**Source extract**
===============

Some Service architectures rely upon a centralized set of base services such as those listed above that are defined at a particular network location; others (e.g., JXTA ¹² ) operate in a pure peer-to-peer mode, whereby registry and other traditionally centralized services are provided in an ad hoc manner by peer nodes.

It is worth noting that current implementations of the messaging protocols discussed below all rely upon a single, pervasive network infrastructure, that is, TCP-IP (Transmission Control Protocol-Internet Protocol). None of these service-based messaging protocols are, however tied in principle to TCP-IP-based networks; alternative network protocols may be used without violating the core messaging protocol specifications. As the transition from the current version of TCP-IP (IPv4) to the next-generation version (IPv6) occurs, additional address space, efficiency, and security become available for the messaging systems described here. This is because IPv6 uses larger address values (128 bits instead of 32 bits in IPv4) and can therefore directly support many more devices on the network. Additionally, IPv6 includes integrated features like authentication and multicasting that had been secondarily added to IPv4; these features are of central importance to the integrity and security of the messaging protocols discussed here.

JINI, JXTA, and All Things “J”

Within the open-source community, Java is king. Many excellent Java-based Service-oriented open-source packages are available, some of which are quite mature, stable, reliable and battle proven. Perhaps foremost among these is Jini, ⁴ which was first released by Sun Microsystems in January of 1999 to enormous fanfare and acclamation. Jini is well into its second-generation release and, in its current form, is quite stable and complete. Sun defines Jini as follows.

“Jini is a network architecture for the construction of distributed systems where scale, rate of change and complexity of interactions within and between networks are extremely important and cannot be satisfactorily addressed by existing technologies. Jini technology provides a flexible infrastructure for delivering services in a network and for creating spontaneous interactions between clients that use these services regardless of their hardware or software implementations.”

===============

**Rows**
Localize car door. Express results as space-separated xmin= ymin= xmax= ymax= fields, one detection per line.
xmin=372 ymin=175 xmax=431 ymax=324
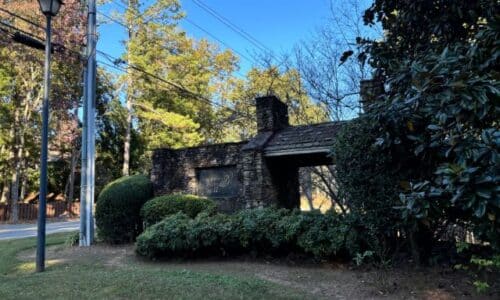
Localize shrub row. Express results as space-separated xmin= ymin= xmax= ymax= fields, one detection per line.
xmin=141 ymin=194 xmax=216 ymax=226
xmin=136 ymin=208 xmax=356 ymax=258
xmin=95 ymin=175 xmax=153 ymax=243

===============

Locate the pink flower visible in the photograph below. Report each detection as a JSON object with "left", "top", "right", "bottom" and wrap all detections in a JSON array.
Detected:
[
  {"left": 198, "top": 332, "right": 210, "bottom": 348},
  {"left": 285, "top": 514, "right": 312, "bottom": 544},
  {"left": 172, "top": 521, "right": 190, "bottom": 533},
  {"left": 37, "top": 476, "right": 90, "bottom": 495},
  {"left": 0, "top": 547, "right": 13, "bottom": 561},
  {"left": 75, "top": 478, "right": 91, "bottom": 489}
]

===============

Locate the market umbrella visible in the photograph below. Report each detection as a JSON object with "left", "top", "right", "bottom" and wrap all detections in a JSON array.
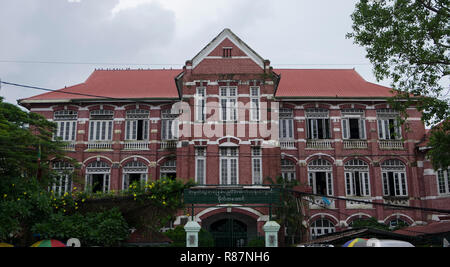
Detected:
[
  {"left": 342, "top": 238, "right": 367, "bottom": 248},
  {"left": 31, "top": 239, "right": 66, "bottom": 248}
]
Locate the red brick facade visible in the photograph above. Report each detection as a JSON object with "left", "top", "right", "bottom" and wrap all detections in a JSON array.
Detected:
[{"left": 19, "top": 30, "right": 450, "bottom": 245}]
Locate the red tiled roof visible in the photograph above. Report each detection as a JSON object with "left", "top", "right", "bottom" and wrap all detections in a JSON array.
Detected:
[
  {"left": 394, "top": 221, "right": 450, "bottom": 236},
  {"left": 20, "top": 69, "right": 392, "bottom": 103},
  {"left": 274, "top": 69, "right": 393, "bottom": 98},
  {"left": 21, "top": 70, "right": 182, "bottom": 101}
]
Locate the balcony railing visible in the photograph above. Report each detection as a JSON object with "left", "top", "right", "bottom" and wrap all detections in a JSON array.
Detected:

===============

**Given request 1**
Answer these from the service-architecture text:
(a) How many bits long are IPv6 address values?
(b) Who first released Jini, and in what month and year?
(c) Which network infrastructure do current implementations of the messaging protocols rely upon?
**Given request 2**
From the service-architecture text, extract the passage that begins at the words "Within the open-source" and stops after the words "Jini as follows.".
**Given request 3**
Extend the service-architecture text on Jini and messaging protocols, picking up after its final sentence.

**Final answer 1**
(a) 128 bits
(b) Sun Microsystems, January 1999
(c) TCP-IP (Transmission Control Protocol-Internet Protocol)

**Final answer 2**
Within the open-source community, Java is king. Many excellent Java-based Service-oriented open-source packages are available, some of which are quite mature, stable, reliable and battle proven. Perhaps foremost among these is Jini, ⁴ which was first released by Sun Microsystems in January of 1999 to enormous fanfare and acclamation. Jini is well into its second-generation release and, in its current form, is quite stable and complete. Sun defines Jini as follows.

**Final answer 3**
Jini (Fig. 2) provides services to enable plug-and-play device integration within a local network. It facilitates automatic discovery of services within a Jini network by means of a well-defined protocol to describe service interfaces along with a registry and lookup service. Many additional services are provided, including JavaSpaces, ¹³ a distributed, shared memory service that is available to peer Jini services. A JavaSpace is a persistent, shared set of memory that facilitates distributed and parallel task execution. Extensions to Jini exist to provide full-featured gridcomputing environments (e.g., the JGrid ¹⁴ open-source project from the University of Veszprem in Hungary). Jini and secondary open-source projects such as JGrid provide a nearly ideal basis for laboratory automation and scientific computation systems. A few key restrictions of the Jini platform are that it is a Java-based system (Jini's Interprocess Communication mechanism, or IPC, is based upon the Java-specific Remote Method Invocation, or RMI, protocol), it works exclusively within the context of a local network, and development is controlled by a single entity (Sun Microsystems). In additional, Jini relies upon a distributed object model wherein services are defined in the form of Java objects and thus involves a tighter degree of coupling and stricter coding restrictions (e.g., all applications must be able to execute Java code) than do generalized Web services, wherein services are defined in the form of XML-encoded schemas (e.g., WSDL) to avoid such tight coupling. Considering the tradeoffs of various implementations and approaches to SOAs, however, it is the opinion of this author that Jini in its current form is the most optimal platform that is currently available for building a distributed device control solution for lab automation.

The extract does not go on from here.